Passage shown:
--
The real Jackie Robinson at Montreal in 1946.

Why did they make “42”?  For one thing, the events took place in 1947.  Infants born the day Robinson took the field are now 71 years old.  Of the journalists in the Ebbets Field pressbox that afternoon, only Jim Becker of the Associated Press is still alive and he is 92 years old.  The story of Jackie Robinson is an important one and it is important that the legacy of Jackie Robinson and what he stood for continues.  The film received criticism for its liberal use of ‘the N-word.’ To understand history is to understand context. It is only by exposure to unpleasant aspects of the English language, like ‘the N-word,’ that we become aware of their meaning and why they should not be used.

Whom did they make “42” for?  The answer to that question can be expressed by discussing the character whom I understood to have been the most important in the movie. That was the young African American child in Florida who saw Jackie Robinson in a spring training game with his mother.  Viewers learn at the end of the film that the young fellow grew up to be Ed Charles, clubhouse leader of the World Champion 1969 New York Mets. Charles, who died earlier this year, credited Robinson as an inspiration for him growing up in segregated Florida. It was important to bridge the gap with this young fan to show why Jackie Robinson was inspiration to him and many others.
--
Data supplied:
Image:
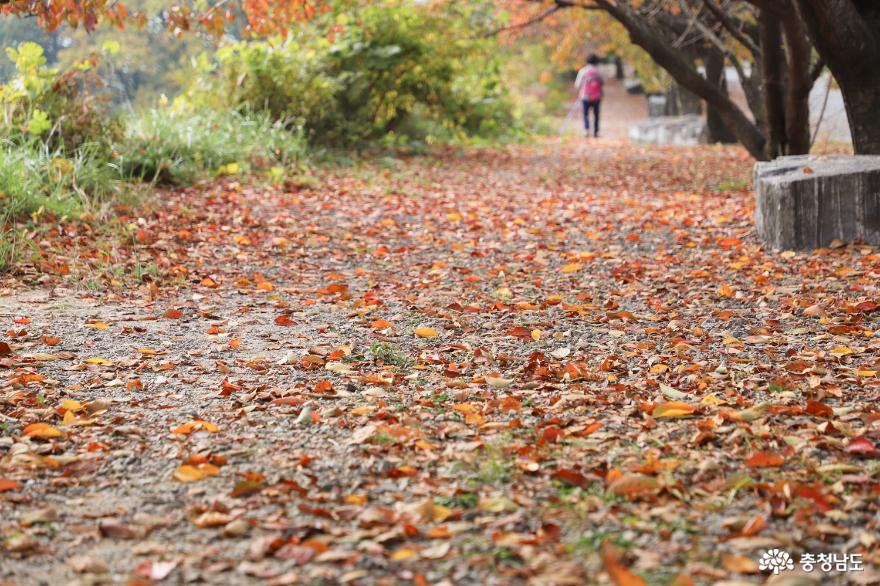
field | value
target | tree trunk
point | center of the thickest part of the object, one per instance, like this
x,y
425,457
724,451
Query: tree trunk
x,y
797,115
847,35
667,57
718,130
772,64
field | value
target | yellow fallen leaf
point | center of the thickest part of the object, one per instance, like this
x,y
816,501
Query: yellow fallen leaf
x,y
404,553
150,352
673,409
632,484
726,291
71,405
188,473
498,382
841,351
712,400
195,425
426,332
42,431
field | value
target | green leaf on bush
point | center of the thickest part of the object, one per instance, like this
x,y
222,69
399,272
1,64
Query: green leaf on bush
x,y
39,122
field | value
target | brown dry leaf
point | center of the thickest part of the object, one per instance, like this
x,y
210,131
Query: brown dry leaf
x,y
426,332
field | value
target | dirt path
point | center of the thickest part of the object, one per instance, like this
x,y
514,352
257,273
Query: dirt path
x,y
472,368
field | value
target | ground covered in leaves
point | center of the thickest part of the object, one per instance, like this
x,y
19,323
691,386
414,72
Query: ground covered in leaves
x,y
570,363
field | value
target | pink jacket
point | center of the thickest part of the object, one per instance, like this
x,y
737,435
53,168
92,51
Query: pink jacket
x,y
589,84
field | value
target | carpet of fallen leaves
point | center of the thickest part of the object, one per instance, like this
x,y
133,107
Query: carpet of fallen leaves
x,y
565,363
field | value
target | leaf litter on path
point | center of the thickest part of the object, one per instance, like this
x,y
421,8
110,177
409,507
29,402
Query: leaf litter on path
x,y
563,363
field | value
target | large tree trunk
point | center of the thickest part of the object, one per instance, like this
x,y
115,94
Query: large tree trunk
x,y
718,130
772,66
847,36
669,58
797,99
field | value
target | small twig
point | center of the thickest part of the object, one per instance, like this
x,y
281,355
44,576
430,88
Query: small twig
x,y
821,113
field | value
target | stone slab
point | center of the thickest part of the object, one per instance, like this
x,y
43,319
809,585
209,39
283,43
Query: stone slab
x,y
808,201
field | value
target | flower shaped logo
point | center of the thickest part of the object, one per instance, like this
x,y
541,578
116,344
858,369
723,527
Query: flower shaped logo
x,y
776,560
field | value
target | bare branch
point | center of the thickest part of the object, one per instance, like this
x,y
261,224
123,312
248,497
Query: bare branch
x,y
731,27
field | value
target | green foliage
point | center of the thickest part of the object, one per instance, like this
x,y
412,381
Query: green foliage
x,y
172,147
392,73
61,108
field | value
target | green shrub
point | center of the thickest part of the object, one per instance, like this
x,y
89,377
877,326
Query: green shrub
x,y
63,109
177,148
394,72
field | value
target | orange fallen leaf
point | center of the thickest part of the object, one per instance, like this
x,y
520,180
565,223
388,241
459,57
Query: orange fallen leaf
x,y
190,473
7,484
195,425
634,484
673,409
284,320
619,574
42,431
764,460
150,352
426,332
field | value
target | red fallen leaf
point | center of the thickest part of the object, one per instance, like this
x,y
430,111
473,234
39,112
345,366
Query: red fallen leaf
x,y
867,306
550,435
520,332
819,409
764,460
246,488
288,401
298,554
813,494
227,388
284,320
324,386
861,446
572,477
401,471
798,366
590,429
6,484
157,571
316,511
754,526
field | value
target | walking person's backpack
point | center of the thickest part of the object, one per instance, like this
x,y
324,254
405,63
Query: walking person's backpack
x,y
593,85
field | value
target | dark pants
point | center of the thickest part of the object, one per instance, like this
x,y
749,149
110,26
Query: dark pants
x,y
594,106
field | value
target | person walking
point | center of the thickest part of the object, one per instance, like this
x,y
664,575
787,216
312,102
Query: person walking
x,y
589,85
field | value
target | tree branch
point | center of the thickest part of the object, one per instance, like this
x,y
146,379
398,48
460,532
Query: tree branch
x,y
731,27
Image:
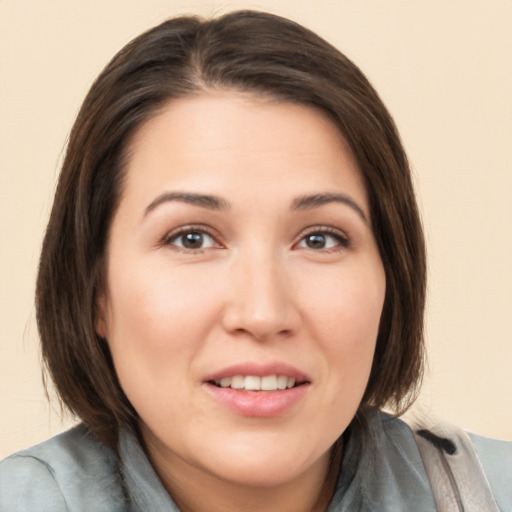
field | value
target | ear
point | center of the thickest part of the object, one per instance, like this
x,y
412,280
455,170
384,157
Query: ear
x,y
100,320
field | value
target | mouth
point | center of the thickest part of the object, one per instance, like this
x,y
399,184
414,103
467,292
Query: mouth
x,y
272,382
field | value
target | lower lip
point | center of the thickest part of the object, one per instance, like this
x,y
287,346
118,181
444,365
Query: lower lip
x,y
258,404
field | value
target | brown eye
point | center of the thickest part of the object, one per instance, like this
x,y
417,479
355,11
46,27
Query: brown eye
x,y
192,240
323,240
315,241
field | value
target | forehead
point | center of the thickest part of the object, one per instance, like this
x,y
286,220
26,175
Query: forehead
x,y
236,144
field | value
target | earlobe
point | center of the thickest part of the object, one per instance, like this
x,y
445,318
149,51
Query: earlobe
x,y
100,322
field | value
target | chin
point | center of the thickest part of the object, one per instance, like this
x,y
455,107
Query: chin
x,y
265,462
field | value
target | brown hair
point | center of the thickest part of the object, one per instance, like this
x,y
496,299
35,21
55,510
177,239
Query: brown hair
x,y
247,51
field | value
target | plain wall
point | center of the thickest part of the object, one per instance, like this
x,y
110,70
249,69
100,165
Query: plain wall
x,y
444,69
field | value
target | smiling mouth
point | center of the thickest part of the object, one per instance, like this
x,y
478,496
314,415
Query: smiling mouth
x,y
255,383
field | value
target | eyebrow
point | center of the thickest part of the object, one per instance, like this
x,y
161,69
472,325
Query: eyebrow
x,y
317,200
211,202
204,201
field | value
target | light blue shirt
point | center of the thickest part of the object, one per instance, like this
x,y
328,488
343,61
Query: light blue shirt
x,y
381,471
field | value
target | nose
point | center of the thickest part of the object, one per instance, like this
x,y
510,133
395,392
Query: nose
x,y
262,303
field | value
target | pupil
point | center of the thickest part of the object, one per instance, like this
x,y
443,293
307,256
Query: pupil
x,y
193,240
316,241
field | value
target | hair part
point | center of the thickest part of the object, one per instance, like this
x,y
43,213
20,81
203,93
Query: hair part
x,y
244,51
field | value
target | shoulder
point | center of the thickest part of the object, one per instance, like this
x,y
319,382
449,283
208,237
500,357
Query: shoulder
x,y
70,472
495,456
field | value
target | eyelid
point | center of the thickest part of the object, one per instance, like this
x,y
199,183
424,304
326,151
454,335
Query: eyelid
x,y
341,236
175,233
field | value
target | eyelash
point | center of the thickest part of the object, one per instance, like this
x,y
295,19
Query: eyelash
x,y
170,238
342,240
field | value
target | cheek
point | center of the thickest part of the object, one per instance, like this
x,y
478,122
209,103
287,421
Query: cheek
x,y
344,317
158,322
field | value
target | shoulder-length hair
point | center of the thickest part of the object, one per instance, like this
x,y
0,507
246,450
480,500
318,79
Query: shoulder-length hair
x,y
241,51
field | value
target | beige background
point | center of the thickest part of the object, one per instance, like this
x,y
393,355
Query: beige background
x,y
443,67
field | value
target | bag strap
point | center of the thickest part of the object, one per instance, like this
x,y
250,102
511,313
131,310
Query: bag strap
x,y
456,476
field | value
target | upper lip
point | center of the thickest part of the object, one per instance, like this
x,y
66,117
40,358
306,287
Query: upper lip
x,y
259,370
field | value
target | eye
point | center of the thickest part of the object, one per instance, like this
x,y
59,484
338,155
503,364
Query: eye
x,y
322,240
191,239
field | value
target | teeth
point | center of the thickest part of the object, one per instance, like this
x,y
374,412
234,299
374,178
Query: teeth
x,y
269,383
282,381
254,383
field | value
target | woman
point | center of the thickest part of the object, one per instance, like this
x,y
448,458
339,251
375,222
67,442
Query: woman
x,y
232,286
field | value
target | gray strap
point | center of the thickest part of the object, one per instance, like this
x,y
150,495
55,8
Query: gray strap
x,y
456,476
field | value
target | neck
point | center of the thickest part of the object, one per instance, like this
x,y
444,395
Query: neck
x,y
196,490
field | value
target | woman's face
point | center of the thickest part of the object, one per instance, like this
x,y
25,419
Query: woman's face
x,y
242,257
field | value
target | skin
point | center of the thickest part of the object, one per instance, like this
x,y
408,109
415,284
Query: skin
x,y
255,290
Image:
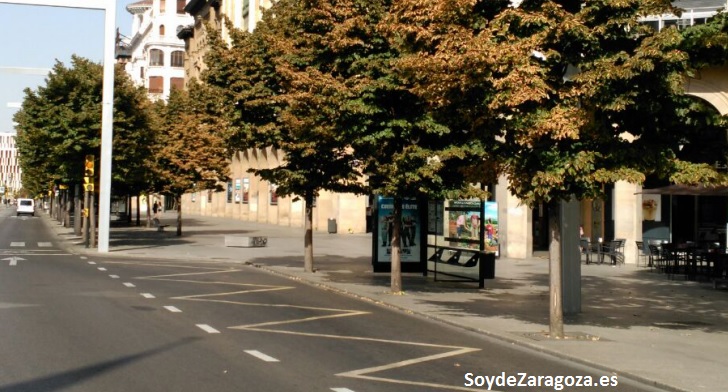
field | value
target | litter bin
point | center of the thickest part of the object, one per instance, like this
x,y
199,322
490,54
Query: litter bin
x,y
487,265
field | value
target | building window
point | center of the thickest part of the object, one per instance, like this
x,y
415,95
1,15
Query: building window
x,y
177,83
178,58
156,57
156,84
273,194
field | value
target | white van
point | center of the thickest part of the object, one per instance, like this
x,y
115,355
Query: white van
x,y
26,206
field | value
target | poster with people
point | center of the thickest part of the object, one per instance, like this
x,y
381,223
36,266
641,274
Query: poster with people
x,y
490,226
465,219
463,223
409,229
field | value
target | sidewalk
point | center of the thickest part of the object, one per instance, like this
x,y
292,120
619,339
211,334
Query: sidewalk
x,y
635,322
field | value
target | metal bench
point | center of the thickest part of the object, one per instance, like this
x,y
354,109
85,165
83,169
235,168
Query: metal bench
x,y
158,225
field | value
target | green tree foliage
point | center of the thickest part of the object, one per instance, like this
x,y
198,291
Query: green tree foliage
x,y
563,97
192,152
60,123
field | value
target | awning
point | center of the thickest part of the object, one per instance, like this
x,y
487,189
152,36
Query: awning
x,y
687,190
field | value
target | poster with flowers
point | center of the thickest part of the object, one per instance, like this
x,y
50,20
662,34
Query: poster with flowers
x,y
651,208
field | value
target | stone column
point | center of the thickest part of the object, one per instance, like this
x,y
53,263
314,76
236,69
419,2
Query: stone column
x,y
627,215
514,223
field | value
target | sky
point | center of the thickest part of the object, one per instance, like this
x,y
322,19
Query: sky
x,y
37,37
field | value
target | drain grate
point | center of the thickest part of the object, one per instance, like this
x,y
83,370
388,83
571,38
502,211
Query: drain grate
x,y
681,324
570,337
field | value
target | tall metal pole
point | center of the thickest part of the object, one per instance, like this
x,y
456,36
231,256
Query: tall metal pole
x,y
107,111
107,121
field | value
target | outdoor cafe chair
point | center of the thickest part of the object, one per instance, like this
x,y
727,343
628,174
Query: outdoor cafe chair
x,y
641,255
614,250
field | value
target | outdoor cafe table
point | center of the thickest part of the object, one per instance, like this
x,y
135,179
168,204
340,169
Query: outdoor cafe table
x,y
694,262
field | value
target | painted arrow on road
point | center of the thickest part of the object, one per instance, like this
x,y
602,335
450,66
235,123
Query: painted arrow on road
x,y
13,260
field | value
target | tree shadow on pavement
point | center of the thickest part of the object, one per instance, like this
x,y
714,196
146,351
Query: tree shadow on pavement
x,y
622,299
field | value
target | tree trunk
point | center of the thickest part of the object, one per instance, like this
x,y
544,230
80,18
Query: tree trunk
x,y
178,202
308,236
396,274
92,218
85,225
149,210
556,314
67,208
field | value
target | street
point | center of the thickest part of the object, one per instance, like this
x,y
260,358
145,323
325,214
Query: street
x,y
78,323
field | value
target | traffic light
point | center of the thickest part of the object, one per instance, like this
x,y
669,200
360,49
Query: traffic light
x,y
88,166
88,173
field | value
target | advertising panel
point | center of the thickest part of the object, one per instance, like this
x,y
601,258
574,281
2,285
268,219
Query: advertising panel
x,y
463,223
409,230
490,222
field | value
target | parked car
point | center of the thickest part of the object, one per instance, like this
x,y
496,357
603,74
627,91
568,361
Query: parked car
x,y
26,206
--
Problems and tasks:
1. Based on the passage about the film "42", decide whether each statement agrees with it: (a) Jim Becker of the Associated Press is the only journalist from the Ebbets Field pressbox that afternoon who is still alive. (b) The young child in Florida saw Jackie Robinson at a spring training game with his father. (c) Ed Charles became clubhouse leader of the 1969 New York Mets. Answer yes or no for each and quote the words that decide it.
2. Go on with the passage about the film "42", starting right after its final sentence.

Exercise results:
1.
(a) Yes: "only Jim Becker of the Associated Press is still alive and he is 92 years old."
(b) No: "who saw Jackie Robinson in a spring training game with his mother."
(c) Yes: "grew up to be Ed Charles, clubhouse leader of the World Champion 1969 New York Mets."

2.
Ed Charles

Of equal significance, there was one scene where Rickey tells Robinson about the white fan on a Brooklyn street who tried to be like Jackie Robinson when he played.  Robinson broke into the major leagues in 1947, seven years before Brown v. Board of Education and seventeen years before the Civil Rights Act was signed into law.   Therefore, it is important to understand the context of the odds Jackie Robinson faced and the insurmountable mental toughness he required to overcome them.  The movie was made for young people of all races and nationalities to understand the harshness of prejudice and that any individual is capable of achieving personal triumph in spite of it.

“42” is definitely worth the price of admission and is an enjoyable movie to watch with an important message to convey.  At one point in the movie, Pee Wee Reese, a Kentucky native, tells Jackie Robinson that “maybe tomorrow we’ll all wear 42 so that nobody can tell us apart.” Tomorrow being April 15, Pee Wee’s oracle will see the light of day.

Toronto, Canada

April 14, 2013

EPILOGUE

Young Boston Bombing Victim Martin Richard and Family.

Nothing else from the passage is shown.